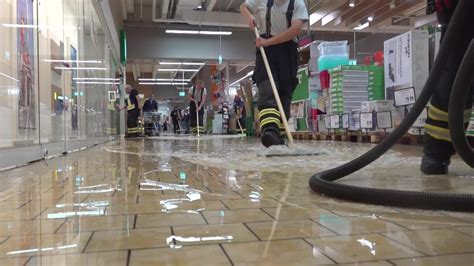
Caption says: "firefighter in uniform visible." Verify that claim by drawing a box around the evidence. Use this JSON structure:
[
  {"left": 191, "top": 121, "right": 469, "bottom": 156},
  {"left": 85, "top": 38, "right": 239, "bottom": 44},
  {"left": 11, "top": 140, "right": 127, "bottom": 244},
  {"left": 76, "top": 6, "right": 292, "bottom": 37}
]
[
  {"left": 125, "top": 85, "right": 140, "bottom": 138},
  {"left": 421, "top": 0, "right": 474, "bottom": 175},
  {"left": 188, "top": 80, "right": 207, "bottom": 134},
  {"left": 240, "top": 0, "right": 308, "bottom": 147}
]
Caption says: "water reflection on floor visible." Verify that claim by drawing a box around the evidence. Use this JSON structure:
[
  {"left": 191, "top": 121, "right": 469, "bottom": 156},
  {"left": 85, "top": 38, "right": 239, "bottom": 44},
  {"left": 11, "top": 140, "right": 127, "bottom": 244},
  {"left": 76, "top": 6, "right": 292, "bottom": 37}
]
[{"left": 0, "top": 138, "right": 474, "bottom": 265}]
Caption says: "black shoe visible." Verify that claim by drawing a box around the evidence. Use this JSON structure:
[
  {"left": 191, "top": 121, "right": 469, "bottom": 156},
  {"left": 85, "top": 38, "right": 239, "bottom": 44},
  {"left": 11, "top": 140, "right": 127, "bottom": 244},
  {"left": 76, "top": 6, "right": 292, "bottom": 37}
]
[
  {"left": 420, "top": 156, "right": 451, "bottom": 175},
  {"left": 261, "top": 130, "right": 281, "bottom": 148}
]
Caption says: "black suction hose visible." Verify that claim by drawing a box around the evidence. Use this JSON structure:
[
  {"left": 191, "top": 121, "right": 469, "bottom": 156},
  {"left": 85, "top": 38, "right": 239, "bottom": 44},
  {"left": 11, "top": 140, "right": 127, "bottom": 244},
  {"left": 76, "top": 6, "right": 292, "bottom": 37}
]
[
  {"left": 448, "top": 40, "right": 474, "bottom": 167},
  {"left": 309, "top": 0, "right": 474, "bottom": 212}
]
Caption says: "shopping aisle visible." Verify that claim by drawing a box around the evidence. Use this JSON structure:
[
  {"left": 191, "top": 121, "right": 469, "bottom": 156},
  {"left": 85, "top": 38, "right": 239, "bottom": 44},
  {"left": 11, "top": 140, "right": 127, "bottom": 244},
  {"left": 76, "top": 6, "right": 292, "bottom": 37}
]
[{"left": 0, "top": 139, "right": 474, "bottom": 265}]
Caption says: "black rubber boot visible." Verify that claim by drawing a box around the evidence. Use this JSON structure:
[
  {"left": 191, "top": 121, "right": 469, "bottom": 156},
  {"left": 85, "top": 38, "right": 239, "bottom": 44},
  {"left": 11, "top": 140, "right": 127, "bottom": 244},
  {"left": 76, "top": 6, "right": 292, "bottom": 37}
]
[
  {"left": 261, "top": 129, "right": 281, "bottom": 148},
  {"left": 420, "top": 156, "right": 451, "bottom": 175}
]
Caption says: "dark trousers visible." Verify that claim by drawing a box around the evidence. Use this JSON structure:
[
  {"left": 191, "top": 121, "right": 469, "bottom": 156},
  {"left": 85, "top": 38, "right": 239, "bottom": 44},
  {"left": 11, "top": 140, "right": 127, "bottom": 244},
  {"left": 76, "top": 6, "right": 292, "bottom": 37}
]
[
  {"left": 127, "top": 109, "right": 140, "bottom": 136},
  {"left": 253, "top": 38, "right": 299, "bottom": 132},
  {"left": 424, "top": 1, "right": 474, "bottom": 161},
  {"left": 189, "top": 102, "right": 204, "bottom": 133}
]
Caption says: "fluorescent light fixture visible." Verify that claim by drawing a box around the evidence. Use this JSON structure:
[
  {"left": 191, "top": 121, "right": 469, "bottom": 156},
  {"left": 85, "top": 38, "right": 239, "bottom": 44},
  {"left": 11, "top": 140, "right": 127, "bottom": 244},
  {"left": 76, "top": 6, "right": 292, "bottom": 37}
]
[
  {"left": 54, "top": 67, "right": 108, "bottom": 70},
  {"left": 2, "top": 24, "right": 76, "bottom": 30},
  {"left": 43, "top": 59, "right": 104, "bottom": 64},
  {"left": 158, "top": 68, "right": 199, "bottom": 72},
  {"left": 199, "top": 30, "right": 232, "bottom": 36},
  {"left": 166, "top": 30, "right": 199, "bottom": 34},
  {"left": 138, "top": 82, "right": 188, "bottom": 85},
  {"left": 165, "top": 30, "right": 232, "bottom": 35},
  {"left": 354, "top": 22, "right": 369, "bottom": 30},
  {"left": 76, "top": 81, "right": 120, "bottom": 85},
  {"left": 160, "top": 62, "right": 206, "bottom": 66},
  {"left": 138, "top": 78, "right": 191, "bottom": 82},
  {"left": 0, "top": 72, "right": 20, "bottom": 82}
]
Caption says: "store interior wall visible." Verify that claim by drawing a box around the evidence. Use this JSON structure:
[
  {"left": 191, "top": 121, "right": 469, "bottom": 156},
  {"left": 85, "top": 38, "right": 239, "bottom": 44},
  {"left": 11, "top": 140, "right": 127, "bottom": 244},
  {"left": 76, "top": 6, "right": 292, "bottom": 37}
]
[{"left": 0, "top": 0, "right": 119, "bottom": 168}]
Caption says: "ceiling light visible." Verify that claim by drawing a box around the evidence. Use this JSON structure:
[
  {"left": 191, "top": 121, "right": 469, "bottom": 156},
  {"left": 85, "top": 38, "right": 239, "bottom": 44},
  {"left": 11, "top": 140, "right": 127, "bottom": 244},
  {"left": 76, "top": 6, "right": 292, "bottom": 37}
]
[
  {"left": 54, "top": 67, "right": 108, "bottom": 70},
  {"left": 165, "top": 30, "right": 232, "bottom": 35},
  {"left": 43, "top": 59, "right": 103, "bottom": 64},
  {"left": 76, "top": 81, "right": 120, "bottom": 85},
  {"left": 0, "top": 72, "right": 20, "bottom": 82},
  {"left": 166, "top": 30, "right": 199, "bottom": 34},
  {"left": 158, "top": 68, "right": 199, "bottom": 72},
  {"left": 199, "top": 30, "right": 232, "bottom": 35},
  {"left": 354, "top": 22, "right": 369, "bottom": 30},
  {"left": 73, "top": 78, "right": 120, "bottom": 81},
  {"left": 160, "top": 62, "right": 206, "bottom": 66},
  {"left": 138, "top": 82, "right": 188, "bottom": 86},
  {"left": 138, "top": 78, "right": 191, "bottom": 82}
]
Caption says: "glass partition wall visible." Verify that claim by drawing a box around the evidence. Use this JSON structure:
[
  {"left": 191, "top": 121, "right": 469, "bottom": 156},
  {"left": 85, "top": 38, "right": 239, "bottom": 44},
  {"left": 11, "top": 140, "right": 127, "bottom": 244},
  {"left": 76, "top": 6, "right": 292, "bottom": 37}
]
[{"left": 0, "top": 0, "right": 123, "bottom": 168}]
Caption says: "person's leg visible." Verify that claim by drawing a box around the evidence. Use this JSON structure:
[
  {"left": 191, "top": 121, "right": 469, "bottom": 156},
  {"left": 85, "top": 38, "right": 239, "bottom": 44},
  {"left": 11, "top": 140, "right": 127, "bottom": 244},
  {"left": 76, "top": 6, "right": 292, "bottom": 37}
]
[
  {"left": 421, "top": 1, "right": 474, "bottom": 174},
  {"left": 253, "top": 44, "right": 281, "bottom": 147},
  {"left": 189, "top": 102, "right": 197, "bottom": 133}
]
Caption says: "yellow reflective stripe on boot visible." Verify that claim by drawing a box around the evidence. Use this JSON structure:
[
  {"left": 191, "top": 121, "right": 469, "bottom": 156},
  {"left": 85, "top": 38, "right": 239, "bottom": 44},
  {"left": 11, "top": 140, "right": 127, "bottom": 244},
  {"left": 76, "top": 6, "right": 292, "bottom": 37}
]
....
> _Task to complete_
Collect every line of the data above that contains the string "light", treating uppercase and lowercase letters as distinct.

> _Final result_
Caption says: "fluorescent light fixture visible." Verify that claim by drawing a box around the evidence. Use this JSON structure:
Caption says: "ceiling light visible." Verify that claim by drawing a box around the evidence. Use this JSON structure:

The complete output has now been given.